───── AVAILABLE DATA
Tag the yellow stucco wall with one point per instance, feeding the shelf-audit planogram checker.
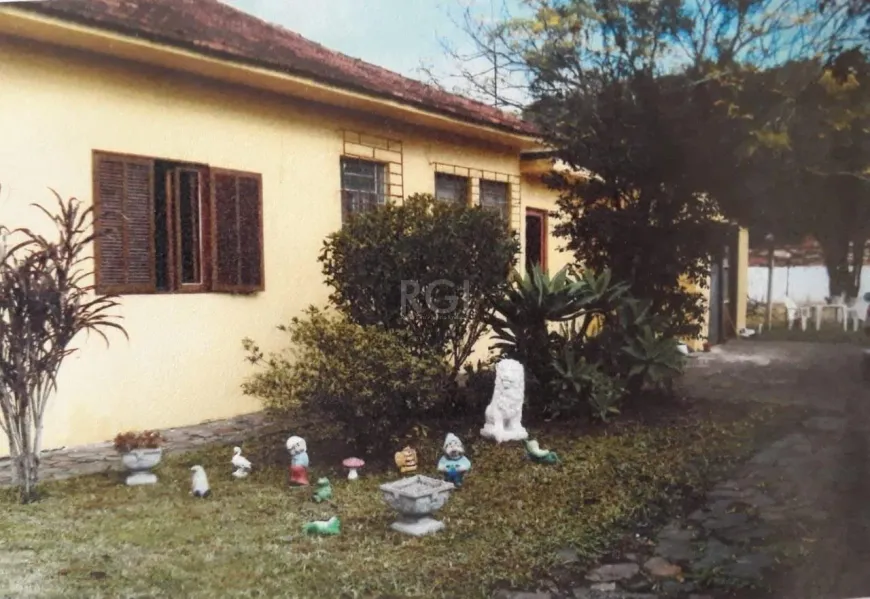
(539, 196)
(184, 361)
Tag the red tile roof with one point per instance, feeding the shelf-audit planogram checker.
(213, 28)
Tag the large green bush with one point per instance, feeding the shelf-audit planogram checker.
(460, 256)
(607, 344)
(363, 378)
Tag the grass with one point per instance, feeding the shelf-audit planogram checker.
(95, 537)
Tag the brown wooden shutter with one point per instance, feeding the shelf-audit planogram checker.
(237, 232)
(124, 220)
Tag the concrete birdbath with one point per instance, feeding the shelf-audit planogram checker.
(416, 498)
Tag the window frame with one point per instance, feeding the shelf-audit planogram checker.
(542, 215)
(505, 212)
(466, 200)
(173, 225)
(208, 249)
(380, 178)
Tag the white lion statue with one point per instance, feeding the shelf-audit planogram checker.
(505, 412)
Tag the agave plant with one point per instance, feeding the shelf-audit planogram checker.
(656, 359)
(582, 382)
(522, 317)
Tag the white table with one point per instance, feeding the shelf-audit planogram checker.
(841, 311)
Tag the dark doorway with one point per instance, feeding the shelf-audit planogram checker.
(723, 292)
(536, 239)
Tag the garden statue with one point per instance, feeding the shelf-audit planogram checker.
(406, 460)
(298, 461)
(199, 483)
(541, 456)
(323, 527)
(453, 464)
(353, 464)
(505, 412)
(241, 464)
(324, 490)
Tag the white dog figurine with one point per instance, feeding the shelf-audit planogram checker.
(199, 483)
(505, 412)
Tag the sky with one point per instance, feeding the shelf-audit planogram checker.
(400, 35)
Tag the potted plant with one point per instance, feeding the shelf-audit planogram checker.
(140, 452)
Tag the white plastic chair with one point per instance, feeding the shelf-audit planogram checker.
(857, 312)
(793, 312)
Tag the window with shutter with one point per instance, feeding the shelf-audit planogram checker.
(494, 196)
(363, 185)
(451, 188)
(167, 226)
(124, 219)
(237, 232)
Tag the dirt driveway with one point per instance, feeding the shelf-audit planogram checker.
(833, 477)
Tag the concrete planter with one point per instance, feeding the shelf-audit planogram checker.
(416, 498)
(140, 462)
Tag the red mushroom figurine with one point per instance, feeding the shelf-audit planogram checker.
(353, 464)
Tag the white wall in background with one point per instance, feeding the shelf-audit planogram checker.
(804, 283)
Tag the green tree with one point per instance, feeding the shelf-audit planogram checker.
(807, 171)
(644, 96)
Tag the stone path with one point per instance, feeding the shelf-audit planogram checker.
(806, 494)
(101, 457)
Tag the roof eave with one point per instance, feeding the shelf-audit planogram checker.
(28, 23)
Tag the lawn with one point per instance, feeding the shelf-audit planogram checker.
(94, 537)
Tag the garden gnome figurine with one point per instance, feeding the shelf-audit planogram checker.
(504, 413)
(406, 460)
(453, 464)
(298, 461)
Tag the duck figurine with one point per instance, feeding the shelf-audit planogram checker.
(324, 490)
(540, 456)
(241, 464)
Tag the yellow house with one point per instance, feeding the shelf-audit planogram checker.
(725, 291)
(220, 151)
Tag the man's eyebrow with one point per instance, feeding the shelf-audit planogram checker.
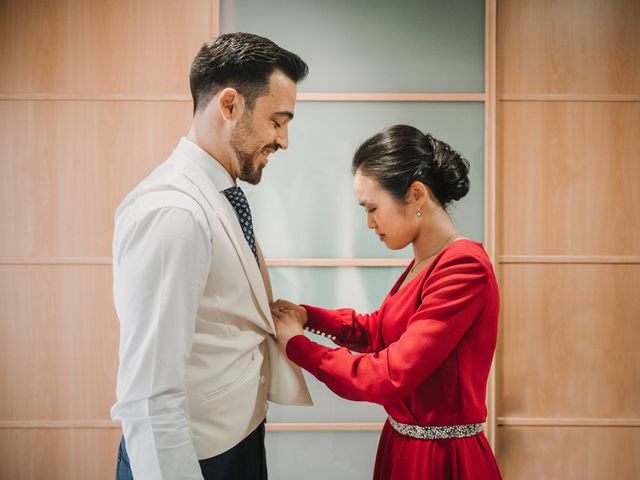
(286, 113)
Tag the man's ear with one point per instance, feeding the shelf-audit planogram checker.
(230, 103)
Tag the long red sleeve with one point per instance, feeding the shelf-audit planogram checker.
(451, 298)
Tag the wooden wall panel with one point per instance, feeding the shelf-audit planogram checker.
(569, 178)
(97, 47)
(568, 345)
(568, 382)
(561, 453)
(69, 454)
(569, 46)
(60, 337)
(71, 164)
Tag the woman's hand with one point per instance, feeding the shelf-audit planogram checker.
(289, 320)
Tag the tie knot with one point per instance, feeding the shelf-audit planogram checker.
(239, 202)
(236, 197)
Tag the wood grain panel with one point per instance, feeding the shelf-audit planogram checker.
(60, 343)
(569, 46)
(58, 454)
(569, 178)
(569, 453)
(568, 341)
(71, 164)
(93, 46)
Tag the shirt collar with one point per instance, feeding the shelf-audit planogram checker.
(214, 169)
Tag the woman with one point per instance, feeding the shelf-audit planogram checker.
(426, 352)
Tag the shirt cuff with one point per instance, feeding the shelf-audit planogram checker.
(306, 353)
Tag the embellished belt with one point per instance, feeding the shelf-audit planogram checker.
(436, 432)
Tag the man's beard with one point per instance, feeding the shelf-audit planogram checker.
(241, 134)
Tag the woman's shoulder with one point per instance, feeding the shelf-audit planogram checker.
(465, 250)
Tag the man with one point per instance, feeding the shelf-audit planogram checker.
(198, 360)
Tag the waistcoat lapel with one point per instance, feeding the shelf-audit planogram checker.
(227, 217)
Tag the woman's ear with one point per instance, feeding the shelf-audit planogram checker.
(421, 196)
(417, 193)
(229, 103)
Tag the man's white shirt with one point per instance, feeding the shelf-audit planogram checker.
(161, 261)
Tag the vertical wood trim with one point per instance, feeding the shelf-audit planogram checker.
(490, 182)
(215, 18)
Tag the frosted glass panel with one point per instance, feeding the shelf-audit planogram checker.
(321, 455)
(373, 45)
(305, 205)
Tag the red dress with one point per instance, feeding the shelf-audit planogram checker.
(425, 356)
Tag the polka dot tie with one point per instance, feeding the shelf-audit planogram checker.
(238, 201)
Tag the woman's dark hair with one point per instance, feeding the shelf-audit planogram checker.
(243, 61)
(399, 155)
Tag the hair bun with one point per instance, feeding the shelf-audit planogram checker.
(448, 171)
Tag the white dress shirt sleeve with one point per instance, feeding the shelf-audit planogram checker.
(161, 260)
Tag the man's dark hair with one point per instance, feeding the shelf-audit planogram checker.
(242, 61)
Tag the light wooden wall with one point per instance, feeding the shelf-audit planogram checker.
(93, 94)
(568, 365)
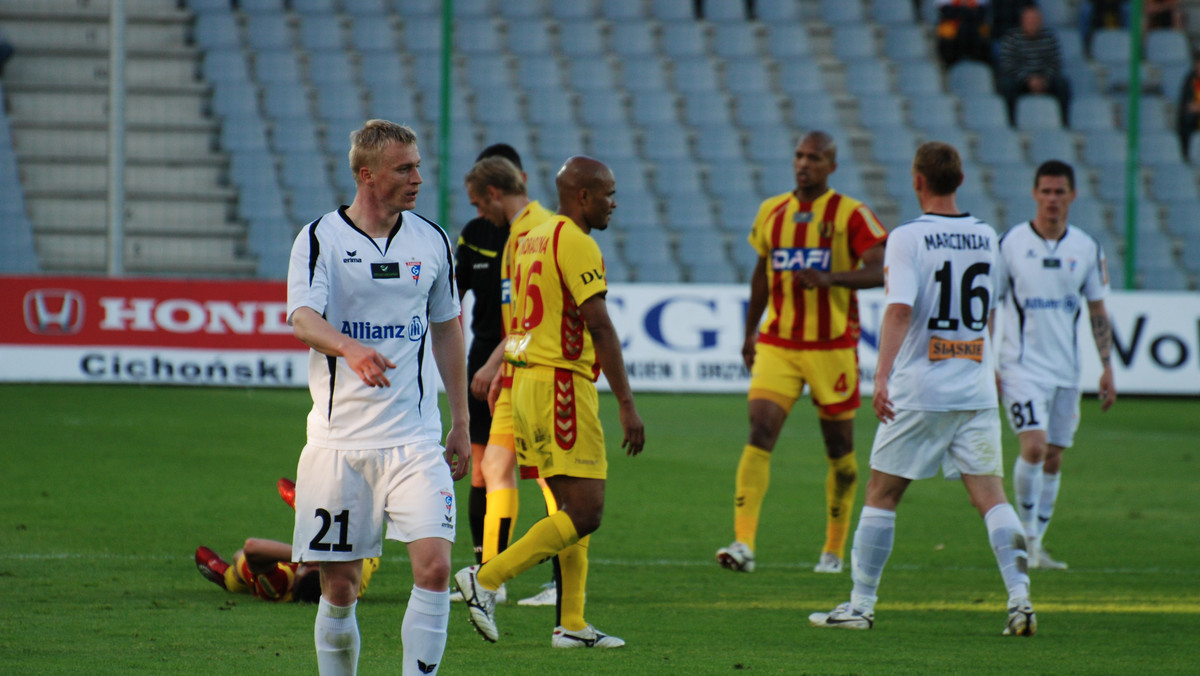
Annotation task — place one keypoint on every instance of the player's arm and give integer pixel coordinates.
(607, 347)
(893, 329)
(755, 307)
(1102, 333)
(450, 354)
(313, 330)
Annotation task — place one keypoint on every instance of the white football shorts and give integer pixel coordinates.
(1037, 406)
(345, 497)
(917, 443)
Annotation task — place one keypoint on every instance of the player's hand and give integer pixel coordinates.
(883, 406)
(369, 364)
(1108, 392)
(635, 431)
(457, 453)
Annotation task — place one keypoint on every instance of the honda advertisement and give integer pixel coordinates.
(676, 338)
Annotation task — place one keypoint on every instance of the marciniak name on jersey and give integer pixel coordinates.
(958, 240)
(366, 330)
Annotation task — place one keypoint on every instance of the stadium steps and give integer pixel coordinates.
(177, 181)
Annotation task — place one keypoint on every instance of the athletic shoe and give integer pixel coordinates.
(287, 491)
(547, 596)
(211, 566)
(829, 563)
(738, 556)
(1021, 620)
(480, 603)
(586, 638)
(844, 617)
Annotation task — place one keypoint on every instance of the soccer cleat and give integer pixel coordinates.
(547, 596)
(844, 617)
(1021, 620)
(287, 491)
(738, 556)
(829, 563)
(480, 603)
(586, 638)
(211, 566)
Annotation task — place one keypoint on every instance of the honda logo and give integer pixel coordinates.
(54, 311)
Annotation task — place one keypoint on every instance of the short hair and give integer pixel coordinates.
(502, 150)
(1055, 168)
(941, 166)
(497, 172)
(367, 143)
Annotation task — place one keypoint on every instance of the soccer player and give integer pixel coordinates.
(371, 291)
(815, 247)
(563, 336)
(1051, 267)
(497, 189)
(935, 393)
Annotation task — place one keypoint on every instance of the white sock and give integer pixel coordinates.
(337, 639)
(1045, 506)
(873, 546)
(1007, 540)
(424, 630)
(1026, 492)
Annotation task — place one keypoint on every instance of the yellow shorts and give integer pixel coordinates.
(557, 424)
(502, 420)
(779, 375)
──────────
───── AVAILABLE DATA
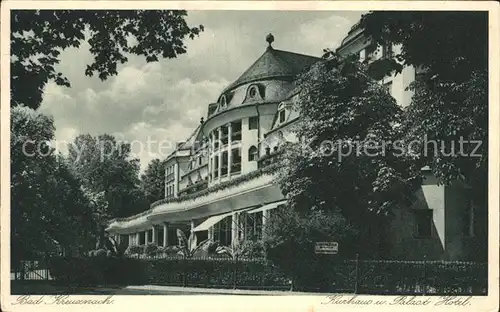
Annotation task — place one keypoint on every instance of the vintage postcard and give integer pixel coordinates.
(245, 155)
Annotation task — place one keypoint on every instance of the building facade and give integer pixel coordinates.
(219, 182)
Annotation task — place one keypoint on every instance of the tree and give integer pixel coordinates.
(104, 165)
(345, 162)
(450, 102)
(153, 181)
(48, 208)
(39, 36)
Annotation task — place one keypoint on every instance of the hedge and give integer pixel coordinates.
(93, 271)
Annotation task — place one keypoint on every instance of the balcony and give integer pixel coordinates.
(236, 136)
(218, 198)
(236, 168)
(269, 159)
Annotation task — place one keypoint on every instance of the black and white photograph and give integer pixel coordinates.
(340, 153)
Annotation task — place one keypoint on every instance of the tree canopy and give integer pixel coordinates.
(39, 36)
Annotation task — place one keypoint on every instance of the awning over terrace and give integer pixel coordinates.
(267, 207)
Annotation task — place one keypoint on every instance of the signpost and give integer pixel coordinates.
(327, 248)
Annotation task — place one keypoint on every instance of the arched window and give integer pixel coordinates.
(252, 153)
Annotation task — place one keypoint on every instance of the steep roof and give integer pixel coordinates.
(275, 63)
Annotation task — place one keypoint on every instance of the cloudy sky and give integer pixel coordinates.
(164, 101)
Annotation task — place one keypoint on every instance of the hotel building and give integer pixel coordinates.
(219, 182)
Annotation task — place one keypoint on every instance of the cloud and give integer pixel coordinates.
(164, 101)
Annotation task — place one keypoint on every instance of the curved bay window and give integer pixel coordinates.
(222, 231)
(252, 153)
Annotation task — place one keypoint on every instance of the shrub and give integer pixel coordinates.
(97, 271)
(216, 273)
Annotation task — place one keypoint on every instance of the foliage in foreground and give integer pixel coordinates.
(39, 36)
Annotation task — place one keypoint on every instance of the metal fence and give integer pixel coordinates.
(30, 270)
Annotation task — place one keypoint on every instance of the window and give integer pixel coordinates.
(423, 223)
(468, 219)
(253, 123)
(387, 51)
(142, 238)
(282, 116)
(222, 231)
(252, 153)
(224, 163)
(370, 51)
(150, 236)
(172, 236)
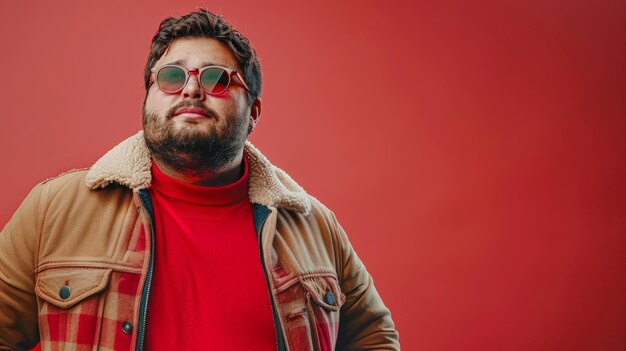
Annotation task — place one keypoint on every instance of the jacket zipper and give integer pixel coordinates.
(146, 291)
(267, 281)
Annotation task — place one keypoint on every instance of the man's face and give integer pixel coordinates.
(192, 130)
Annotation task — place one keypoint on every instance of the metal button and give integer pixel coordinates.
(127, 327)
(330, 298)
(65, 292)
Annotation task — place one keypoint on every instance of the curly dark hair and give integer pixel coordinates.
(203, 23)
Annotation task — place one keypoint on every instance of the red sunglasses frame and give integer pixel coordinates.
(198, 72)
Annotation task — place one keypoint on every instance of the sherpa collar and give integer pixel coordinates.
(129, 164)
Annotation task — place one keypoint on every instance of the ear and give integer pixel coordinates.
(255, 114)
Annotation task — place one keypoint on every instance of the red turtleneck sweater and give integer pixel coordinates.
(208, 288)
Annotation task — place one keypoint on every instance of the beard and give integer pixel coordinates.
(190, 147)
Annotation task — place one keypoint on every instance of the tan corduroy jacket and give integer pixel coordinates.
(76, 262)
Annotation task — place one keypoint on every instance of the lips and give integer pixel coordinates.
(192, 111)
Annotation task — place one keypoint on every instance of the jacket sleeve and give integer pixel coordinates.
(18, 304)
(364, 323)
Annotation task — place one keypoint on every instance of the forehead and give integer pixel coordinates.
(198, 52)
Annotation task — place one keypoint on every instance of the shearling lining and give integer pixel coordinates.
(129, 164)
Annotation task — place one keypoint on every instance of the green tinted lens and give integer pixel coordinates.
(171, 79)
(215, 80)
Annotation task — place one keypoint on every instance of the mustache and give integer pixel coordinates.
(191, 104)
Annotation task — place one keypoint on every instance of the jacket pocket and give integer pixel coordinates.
──────────
───── AVAILABLE DATA
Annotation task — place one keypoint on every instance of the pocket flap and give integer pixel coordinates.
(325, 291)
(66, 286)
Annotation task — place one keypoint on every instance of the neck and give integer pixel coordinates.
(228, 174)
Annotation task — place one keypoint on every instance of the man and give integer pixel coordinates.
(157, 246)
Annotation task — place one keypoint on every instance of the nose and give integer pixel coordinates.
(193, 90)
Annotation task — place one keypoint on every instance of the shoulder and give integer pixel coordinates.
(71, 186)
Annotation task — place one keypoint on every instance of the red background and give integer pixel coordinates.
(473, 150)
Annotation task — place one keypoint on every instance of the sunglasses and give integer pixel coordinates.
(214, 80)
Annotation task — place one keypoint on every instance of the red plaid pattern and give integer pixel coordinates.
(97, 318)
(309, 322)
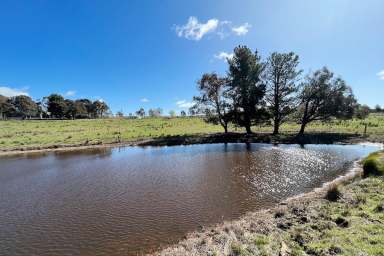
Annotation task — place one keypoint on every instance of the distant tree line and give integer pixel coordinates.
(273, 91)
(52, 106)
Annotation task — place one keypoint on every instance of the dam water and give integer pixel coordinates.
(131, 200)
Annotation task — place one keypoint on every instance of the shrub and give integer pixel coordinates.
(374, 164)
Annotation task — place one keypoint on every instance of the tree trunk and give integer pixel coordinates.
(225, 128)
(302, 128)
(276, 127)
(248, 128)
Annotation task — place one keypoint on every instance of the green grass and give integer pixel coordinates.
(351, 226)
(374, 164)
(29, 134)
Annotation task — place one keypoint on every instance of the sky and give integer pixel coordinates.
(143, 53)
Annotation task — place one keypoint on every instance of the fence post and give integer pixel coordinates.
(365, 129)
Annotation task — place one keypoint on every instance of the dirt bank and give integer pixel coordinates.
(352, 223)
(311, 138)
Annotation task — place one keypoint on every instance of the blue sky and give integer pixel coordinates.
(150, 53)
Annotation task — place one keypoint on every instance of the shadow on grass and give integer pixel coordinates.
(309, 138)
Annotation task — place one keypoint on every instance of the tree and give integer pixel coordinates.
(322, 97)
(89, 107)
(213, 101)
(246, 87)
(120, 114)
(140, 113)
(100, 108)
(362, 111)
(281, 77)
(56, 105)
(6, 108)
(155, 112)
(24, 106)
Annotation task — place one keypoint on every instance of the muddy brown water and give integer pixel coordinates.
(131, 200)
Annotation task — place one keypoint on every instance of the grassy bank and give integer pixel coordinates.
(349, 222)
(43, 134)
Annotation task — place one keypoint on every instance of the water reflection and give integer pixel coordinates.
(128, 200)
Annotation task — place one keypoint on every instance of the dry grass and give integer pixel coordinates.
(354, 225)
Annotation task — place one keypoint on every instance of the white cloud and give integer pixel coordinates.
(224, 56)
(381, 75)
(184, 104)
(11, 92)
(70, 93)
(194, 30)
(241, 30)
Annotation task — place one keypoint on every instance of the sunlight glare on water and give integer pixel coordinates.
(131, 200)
──────────
- [WHAT IS NEEDED] Output should match, line for line, the stretch of the material above from the line holding "mustache and give integer pixel coordinates." through the line holding "pocket and give integer pixel coordinates.".

- [EXERCISE SOLUTION]
Annotation task — place one keypoint on every instance of the mustache and give integer pixel coordinates.
(191, 104)
Annotation task — place one keypoint on every instance of the jacket pocket and give integer pixel coordinates.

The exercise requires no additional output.